ACTIVITY: Provide an exact repetition of every entry, with no word altered.

[Collected data entries]
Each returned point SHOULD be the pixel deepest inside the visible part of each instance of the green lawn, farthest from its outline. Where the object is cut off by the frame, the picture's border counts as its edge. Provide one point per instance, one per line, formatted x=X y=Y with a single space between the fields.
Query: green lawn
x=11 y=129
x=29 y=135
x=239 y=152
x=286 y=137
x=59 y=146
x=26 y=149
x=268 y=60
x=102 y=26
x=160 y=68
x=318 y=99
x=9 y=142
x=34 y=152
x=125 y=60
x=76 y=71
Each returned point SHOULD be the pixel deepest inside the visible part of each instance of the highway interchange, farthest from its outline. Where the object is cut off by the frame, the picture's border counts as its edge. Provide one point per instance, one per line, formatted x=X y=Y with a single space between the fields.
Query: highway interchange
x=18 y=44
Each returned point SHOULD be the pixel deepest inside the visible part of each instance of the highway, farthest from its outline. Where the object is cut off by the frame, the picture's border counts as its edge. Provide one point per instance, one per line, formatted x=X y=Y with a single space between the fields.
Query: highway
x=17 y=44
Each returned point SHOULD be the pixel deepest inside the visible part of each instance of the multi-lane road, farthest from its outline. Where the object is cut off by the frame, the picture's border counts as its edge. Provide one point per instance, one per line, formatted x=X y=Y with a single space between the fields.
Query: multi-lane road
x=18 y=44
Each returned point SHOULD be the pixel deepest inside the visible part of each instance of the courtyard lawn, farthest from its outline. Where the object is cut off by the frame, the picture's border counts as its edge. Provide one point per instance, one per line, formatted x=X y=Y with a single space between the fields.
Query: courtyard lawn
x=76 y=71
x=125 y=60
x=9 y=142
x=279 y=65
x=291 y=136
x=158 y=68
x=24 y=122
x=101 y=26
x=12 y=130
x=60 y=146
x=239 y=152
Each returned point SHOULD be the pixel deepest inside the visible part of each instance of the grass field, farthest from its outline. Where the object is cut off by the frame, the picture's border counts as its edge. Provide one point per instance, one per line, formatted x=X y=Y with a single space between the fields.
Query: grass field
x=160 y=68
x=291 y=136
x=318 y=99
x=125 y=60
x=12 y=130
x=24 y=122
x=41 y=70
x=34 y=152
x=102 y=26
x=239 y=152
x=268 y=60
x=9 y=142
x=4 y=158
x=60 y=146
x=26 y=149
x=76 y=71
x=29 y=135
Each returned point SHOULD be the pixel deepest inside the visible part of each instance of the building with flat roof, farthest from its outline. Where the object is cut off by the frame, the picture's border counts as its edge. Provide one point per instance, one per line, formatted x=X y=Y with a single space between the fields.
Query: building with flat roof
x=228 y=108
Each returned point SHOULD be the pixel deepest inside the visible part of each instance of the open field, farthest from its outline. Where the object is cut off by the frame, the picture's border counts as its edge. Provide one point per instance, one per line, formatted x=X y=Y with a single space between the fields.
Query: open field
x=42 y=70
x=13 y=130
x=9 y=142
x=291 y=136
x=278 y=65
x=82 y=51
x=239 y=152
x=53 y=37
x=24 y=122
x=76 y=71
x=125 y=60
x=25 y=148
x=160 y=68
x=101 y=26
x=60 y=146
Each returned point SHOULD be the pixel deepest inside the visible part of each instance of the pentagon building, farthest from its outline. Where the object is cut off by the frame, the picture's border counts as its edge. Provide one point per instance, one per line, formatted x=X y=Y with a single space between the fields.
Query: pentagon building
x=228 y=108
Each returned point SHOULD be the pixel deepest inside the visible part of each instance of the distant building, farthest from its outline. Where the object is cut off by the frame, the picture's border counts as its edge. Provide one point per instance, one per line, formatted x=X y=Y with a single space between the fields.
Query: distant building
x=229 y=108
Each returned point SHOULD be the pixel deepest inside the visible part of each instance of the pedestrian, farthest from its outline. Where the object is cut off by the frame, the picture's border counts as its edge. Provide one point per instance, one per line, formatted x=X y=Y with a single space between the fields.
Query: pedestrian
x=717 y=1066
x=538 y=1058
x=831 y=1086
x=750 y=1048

SOLUTION TO THE EXERCISE:
Each returned point SHOULD be the pixel deepest inside the visible part of each instance of the green lawn, farthest from its outline. Where the object is cut off by the frame, the picture's border counts as its edge. Provide one point per instance, one per line, formatted x=X y=Y with a single space between the fields.
Query: green lawn
x=11 y=129
x=29 y=135
x=239 y=152
x=286 y=137
x=59 y=146
x=26 y=149
x=268 y=60
x=102 y=26
x=160 y=68
x=318 y=99
x=9 y=142
x=34 y=152
x=125 y=60
x=76 y=71
Each returned point SHOULD be the pixel deepest inside the visible part of each instance of the highway interchange, farthest from its outline. Where the object is cut off by the frame, the picture's border counts as its edge. Provide one point per instance, one per line, formatted x=X y=Y with a single space between the fields.
Query: highway interchange
x=18 y=44
Each returned point SHOULD be the pixel deepest inside the visible part of each instance of the highway, farthest from its outline. Where the object is cut off by the frame, the picture's border counts as its edge. Provide one point per instance, one per line, formatted x=X y=Y with a single space between the fields.
Query: highway
x=17 y=44
Each returned point SHOULD be the pixel deepest inside the visible part of each instance of the multi-lane road, farthest from its outline. Where the object is cut off by the frame, the picture's border counts as its edge. Provide one point per instance, one per line, formatted x=X y=Y with a single space between the fields.
Query: multi-lane road
x=18 y=44
Each returned point SHOULD be the pixel deepest inside the visible part of each instance of the courtyard lawn, farthest from its outline. Where the object is cut off by the frame, the picture's border counts as its edge. Provide one point per instance, one per line, formatted x=X y=Y with a single space between the fields.
Query: courtyard lawn
x=76 y=71
x=125 y=60
x=9 y=142
x=279 y=65
x=291 y=136
x=158 y=68
x=24 y=122
x=101 y=26
x=12 y=130
x=60 y=146
x=239 y=152
Each returned point SHOULD be the pixel deepest inside the visible part of each instance of the grass field, farthest from its outline. Where the object is cut off by the frame, the picture's border counts as its edge. Provide one point per instance, one per line, formatted x=X y=Y with a single space between the fields.
Query: grass field
x=160 y=68
x=291 y=136
x=318 y=99
x=125 y=60
x=12 y=130
x=24 y=122
x=41 y=70
x=34 y=152
x=102 y=26
x=239 y=152
x=268 y=60
x=9 y=142
x=4 y=158
x=60 y=146
x=26 y=149
x=76 y=71
x=29 y=135
Each returned point SHOULD be the pixel deepest inside the visible part of each instance of the building with flat roof, farthest from its outline. Where the object is cut off by the frame, the picture's border counts as its edge. Provide one point per instance, one per line, formatted x=X y=Y with a single space between the fields.
Query: building with flat roof
x=228 y=108
Each returned point SHOULD be the pixel deepest inside the visible part of each instance of the open field, farthest from its outline. Where the object is cut off by the frame, the picture's border counts as its edge. Provide one point per instance, one per line, formatted x=X y=Y with a single space between the fields.
Query: open field
x=42 y=70
x=13 y=130
x=9 y=142
x=291 y=136
x=278 y=65
x=82 y=51
x=239 y=152
x=53 y=37
x=24 y=122
x=76 y=71
x=125 y=60
x=25 y=148
x=160 y=68
x=101 y=26
x=60 y=146
Each returned point SHOULD be the pixel deepest inside the visible part of each instance of the pentagon building, farthest from its outline. Where the object is cut off by the frame, the picture's border counts as its edge. Provide one point per instance, one per line, formatted x=X y=Y with a single space between the fields.
Query: pentagon building
x=228 y=108
Each returned point SHOULD be the pixel deepest inside the visible part of each instance of the distant building, farthest from its outline. Where the object is cut off by the frame, the picture's border counts as its edge. Provide one point per instance, one per line, formatted x=X y=Y with a single space between the fields.
Query: distant building
x=229 y=108
Each returned point SHOULD be the pixel deepest inside the visible part of each instance of the pedestrian, farthest from its outline. Where the object is cut off by the frame, the picture's border counts as its edge. Provide one point per instance, one per line, formatted x=X y=Y with a single space between the fields.
Query: pedestrian
x=717 y=1066
x=538 y=1058
x=831 y=1086
x=750 y=1048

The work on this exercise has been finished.